▶ _Problem description_
Rewrite the rows from the line containing "Circle child's hand in water." through the line containing "[732,280,772,329]", swapping every "t-shirt" for "tee shirt" and leaving everything else unchanged.

Coordinate annotation entries
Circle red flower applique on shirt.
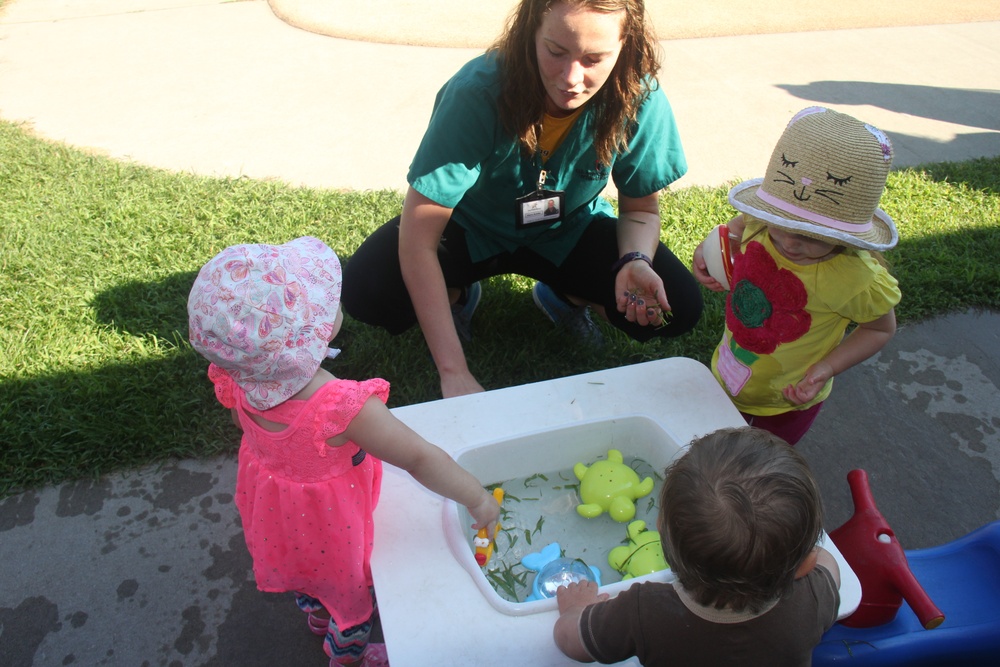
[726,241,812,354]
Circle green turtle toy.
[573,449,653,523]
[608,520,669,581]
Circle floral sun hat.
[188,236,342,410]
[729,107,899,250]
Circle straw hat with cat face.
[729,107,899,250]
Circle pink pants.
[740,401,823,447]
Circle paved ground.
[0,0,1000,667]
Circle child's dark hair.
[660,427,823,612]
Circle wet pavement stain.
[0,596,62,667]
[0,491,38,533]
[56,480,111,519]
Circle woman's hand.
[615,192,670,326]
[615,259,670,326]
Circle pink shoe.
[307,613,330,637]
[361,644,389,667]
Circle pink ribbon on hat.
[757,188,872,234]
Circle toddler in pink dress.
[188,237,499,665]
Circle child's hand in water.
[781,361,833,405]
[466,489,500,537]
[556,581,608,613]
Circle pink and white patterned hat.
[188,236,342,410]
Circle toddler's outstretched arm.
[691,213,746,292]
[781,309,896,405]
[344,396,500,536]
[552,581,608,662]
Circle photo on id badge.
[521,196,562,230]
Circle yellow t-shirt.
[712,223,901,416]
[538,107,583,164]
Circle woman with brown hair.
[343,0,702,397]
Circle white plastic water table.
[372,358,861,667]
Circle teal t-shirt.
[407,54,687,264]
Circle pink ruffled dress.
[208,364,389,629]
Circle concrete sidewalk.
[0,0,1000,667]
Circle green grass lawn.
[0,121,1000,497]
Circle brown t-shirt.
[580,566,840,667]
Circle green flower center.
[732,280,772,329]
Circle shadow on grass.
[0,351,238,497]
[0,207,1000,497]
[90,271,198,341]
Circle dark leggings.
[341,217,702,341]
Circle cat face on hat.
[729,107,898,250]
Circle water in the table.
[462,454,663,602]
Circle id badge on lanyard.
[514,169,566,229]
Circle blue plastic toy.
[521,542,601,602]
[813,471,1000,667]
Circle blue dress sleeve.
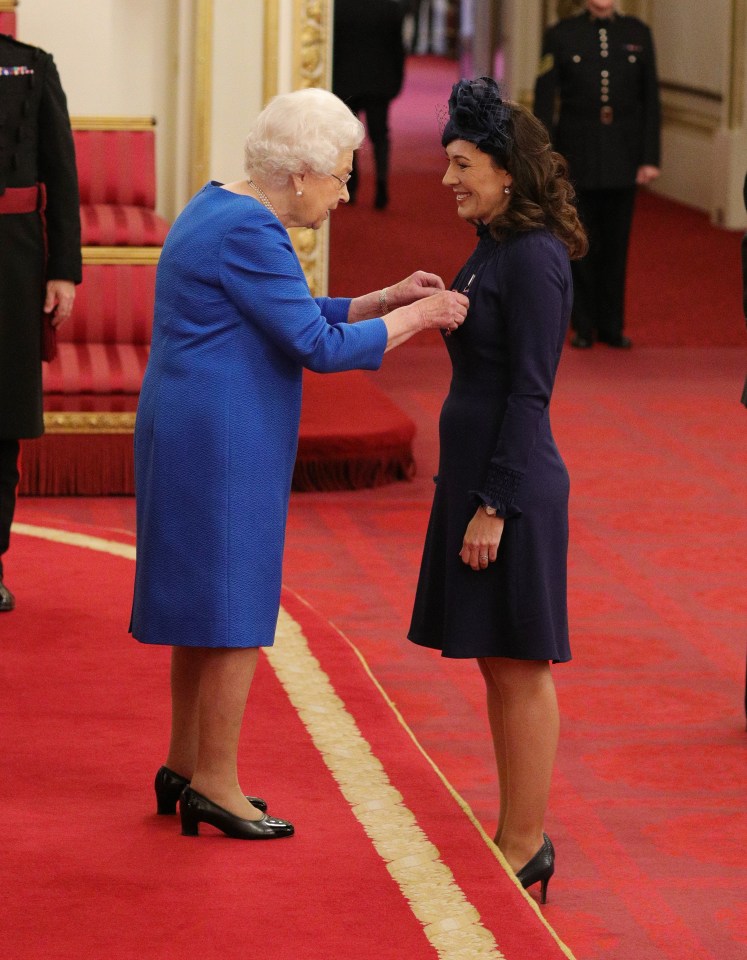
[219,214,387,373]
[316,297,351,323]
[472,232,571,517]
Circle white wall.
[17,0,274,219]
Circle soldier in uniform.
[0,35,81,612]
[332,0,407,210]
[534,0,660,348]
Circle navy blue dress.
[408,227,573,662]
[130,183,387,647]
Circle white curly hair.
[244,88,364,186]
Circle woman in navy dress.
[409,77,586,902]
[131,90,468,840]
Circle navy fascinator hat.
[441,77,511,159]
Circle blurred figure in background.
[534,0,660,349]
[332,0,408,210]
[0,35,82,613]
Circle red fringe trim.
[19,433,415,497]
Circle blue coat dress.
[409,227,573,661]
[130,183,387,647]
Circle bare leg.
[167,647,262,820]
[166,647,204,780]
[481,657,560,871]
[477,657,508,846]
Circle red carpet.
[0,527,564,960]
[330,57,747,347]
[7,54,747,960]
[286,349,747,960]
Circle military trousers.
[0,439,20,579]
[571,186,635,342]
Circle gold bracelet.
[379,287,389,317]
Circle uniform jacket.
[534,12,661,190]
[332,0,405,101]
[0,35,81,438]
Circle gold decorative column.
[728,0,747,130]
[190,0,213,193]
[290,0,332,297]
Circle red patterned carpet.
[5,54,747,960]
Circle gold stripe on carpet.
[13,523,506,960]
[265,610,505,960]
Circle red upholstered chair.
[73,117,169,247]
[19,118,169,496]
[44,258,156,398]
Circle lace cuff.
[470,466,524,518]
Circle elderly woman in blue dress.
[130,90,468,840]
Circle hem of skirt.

* * *

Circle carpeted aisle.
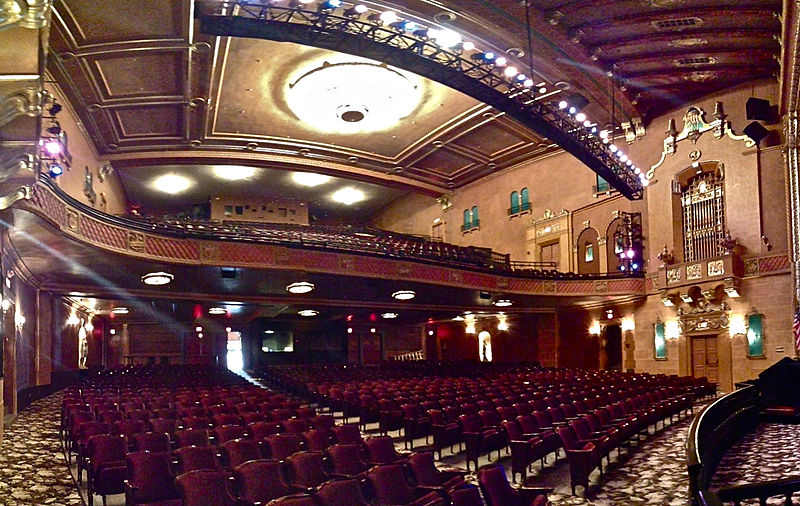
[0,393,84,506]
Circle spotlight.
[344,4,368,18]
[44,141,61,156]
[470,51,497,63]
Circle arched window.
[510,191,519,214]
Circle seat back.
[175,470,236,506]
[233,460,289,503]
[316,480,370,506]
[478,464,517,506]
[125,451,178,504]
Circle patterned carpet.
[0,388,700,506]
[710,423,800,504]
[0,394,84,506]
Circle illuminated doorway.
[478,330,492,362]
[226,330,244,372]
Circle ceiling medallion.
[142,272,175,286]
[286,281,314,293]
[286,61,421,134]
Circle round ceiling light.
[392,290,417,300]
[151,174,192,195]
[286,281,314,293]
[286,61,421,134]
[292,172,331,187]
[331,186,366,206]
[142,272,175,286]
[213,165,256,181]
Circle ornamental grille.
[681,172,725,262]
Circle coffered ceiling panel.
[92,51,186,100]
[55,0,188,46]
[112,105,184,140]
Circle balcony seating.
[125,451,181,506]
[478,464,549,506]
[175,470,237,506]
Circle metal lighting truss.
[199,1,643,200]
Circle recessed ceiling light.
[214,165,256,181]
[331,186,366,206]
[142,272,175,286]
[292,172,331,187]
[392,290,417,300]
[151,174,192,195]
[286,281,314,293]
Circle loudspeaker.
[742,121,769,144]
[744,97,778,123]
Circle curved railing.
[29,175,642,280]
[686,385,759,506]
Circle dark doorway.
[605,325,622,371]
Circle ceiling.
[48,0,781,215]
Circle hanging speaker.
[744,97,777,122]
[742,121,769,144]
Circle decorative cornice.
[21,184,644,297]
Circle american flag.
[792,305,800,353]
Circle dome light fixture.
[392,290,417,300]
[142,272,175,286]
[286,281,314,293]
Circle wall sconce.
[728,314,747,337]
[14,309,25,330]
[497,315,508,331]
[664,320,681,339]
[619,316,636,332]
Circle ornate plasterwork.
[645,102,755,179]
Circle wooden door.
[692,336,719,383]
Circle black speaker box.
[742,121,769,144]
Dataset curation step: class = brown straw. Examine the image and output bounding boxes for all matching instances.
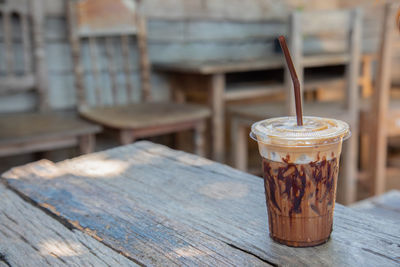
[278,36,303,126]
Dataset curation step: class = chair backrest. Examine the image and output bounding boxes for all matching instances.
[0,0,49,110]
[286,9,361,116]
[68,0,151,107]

▶ _Worked solution_
Circle child's hand in water.
[781,361,833,405]
[466,489,500,537]
[556,581,608,613]
Circle pink and white patterned hat.
[188,236,342,410]
Circle toddler's outstretched arm.
[691,213,746,292]
[781,309,896,405]
[344,396,500,536]
[552,581,608,662]
Circle photo on id badge.
[521,196,562,230]
Circle yellow tee shirt.
[712,223,901,416]
[538,107,583,164]
Circle woman with brown hair.
[343,0,702,397]
Circle white plastic water table.
[372,358,861,667]
Circle teal tee shirt.
[407,54,687,264]
Circle pink ruffled dress.
[208,364,389,629]
Circle concrete sidewalk.
[0,0,1000,667]
Circle green grass lawn.
[0,121,1000,497]
Circle brown tee shirt.
[580,566,840,667]
Circle green flower center.
[732,280,772,329]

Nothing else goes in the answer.